▶ What the exercise asks
Return the records below from the line containing "Each instance receives one keypoint. Annotate the rear badge" onward, exactly, through and including the last line.
/---
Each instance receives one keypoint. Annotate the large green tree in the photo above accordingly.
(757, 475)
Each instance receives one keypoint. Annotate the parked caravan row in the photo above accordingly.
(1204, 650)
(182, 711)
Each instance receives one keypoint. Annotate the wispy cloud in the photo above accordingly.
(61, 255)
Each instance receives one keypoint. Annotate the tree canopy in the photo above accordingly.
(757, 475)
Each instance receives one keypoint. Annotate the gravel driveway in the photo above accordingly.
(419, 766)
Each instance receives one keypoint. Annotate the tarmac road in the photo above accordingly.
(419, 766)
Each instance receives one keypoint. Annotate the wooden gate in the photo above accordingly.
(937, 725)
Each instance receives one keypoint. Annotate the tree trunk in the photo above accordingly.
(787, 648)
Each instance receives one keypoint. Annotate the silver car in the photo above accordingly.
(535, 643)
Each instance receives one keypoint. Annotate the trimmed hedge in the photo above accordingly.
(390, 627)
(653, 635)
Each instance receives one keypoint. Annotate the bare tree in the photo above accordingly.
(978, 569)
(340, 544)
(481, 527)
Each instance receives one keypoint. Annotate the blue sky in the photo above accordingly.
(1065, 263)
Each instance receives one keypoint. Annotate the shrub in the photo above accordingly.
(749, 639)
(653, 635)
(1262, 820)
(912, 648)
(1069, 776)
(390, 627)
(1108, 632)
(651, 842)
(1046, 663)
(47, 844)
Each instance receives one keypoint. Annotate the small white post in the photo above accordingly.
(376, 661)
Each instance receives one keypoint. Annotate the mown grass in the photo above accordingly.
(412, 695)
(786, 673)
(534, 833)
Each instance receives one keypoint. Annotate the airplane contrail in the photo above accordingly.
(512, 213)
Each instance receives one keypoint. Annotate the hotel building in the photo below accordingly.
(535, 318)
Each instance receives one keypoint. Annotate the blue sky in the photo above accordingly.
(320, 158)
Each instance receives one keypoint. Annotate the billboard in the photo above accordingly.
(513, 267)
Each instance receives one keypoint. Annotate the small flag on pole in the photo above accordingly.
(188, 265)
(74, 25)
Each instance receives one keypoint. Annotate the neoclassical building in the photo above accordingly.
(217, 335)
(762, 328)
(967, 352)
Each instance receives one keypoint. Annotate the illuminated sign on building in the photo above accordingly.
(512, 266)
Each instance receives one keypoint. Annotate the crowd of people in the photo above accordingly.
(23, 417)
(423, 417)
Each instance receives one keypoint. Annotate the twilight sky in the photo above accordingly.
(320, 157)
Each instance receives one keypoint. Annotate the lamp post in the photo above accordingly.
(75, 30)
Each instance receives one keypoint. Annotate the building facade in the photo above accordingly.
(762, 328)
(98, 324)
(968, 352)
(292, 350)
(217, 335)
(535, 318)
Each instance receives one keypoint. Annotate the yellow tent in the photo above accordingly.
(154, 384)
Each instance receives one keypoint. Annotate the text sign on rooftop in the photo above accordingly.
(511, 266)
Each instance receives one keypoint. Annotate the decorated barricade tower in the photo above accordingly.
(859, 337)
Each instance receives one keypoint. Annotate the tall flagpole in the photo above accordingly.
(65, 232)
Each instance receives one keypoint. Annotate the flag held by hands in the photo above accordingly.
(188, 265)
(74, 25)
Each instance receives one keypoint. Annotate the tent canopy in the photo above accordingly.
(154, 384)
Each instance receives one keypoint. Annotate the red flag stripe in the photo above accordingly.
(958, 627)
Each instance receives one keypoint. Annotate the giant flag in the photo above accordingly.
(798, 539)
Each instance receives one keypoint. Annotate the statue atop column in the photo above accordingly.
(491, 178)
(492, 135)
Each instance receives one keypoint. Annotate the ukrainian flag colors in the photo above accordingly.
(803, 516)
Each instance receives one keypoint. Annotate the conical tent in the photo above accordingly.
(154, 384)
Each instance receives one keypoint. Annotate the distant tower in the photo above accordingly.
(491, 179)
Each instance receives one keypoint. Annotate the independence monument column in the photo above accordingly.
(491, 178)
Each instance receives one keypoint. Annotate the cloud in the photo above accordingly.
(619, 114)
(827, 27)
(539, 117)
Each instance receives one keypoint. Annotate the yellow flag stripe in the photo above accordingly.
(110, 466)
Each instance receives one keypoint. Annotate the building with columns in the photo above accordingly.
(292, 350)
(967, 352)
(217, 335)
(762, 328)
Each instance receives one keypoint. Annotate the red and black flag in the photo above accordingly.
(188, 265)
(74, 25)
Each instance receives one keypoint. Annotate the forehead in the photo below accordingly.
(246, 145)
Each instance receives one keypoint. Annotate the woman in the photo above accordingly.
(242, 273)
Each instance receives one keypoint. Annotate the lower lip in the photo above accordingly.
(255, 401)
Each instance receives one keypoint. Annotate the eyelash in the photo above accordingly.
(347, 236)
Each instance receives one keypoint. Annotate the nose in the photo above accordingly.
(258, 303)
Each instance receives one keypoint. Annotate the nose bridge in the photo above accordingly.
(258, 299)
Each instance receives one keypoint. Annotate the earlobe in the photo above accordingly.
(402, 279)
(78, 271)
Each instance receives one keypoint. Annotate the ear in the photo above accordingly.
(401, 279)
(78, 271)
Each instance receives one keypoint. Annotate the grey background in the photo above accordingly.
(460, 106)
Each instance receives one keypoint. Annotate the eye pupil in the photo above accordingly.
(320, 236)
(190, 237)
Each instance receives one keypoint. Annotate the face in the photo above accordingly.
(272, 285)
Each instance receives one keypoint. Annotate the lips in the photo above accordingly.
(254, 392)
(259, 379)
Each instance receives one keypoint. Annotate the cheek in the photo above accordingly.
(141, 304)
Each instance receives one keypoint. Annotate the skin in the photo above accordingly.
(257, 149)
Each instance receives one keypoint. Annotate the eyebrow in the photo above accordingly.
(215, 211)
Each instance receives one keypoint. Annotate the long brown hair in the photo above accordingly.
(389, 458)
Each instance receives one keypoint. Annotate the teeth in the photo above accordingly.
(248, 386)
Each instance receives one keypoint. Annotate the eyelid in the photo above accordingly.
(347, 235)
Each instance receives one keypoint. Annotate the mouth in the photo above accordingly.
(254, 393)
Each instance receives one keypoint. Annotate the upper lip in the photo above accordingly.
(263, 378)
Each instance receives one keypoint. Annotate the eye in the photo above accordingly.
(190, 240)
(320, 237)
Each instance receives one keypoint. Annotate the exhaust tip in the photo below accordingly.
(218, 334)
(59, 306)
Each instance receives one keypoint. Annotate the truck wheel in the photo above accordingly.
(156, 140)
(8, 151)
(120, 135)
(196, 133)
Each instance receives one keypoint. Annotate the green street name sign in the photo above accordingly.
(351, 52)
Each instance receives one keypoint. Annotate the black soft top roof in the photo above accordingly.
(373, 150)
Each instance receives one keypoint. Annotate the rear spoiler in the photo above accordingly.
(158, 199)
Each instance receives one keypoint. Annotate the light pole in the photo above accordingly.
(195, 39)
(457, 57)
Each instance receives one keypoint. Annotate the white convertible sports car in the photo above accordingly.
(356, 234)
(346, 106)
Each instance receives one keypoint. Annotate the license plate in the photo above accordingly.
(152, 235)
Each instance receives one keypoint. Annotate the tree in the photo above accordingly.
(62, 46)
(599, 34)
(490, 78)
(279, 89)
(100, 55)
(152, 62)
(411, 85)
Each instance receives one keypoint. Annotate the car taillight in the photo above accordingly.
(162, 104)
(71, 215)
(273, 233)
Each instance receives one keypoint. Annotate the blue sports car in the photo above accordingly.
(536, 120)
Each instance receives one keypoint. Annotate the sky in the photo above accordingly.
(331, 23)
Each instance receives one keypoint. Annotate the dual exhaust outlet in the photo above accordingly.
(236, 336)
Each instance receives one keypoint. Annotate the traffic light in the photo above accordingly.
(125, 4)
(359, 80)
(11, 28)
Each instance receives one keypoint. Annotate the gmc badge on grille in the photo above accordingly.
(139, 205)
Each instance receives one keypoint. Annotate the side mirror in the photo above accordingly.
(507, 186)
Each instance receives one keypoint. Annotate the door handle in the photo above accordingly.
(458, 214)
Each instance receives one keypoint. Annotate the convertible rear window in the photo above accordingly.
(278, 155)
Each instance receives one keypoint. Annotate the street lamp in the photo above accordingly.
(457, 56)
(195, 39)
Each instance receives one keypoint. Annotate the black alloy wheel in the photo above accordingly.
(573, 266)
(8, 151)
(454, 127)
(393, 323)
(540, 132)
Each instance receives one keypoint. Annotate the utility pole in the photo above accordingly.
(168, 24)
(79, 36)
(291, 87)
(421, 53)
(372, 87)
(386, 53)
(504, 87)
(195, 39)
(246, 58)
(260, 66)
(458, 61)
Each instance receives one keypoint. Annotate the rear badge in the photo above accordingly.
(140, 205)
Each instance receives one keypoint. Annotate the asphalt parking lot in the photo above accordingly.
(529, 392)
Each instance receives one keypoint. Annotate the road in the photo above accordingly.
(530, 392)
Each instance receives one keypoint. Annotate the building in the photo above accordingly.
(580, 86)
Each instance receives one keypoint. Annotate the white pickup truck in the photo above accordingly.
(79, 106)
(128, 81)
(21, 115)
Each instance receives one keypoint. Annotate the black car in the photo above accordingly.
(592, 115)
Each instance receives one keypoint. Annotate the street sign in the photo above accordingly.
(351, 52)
\---
▶ Exercise result
Each instance receives one keypoint. Annotate the rear badge in the photo above accordingly.
(140, 205)
Each instance receives one keypoint. Annotate the asphalt parking lot in the photo above accordingly.
(529, 392)
Each instance receives one keypoint. Annotate the road in the photo above accordingly.
(530, 392)
Each instance receives one keypoint. Annotate the building in the photo above accordingly.
(580, 86)
Each instance receives one keypoint. Annotate the white pickup truck in the photo above accordingly.
(79, 106)
(128, 81)
(21, 115)
Each instance receives one keypoint. Annotate the black car in the photo above accordingly.
(592, 115)
Each instance receives one keypoint. Annotate the street sign in the photo above accordingly.
(351, 52)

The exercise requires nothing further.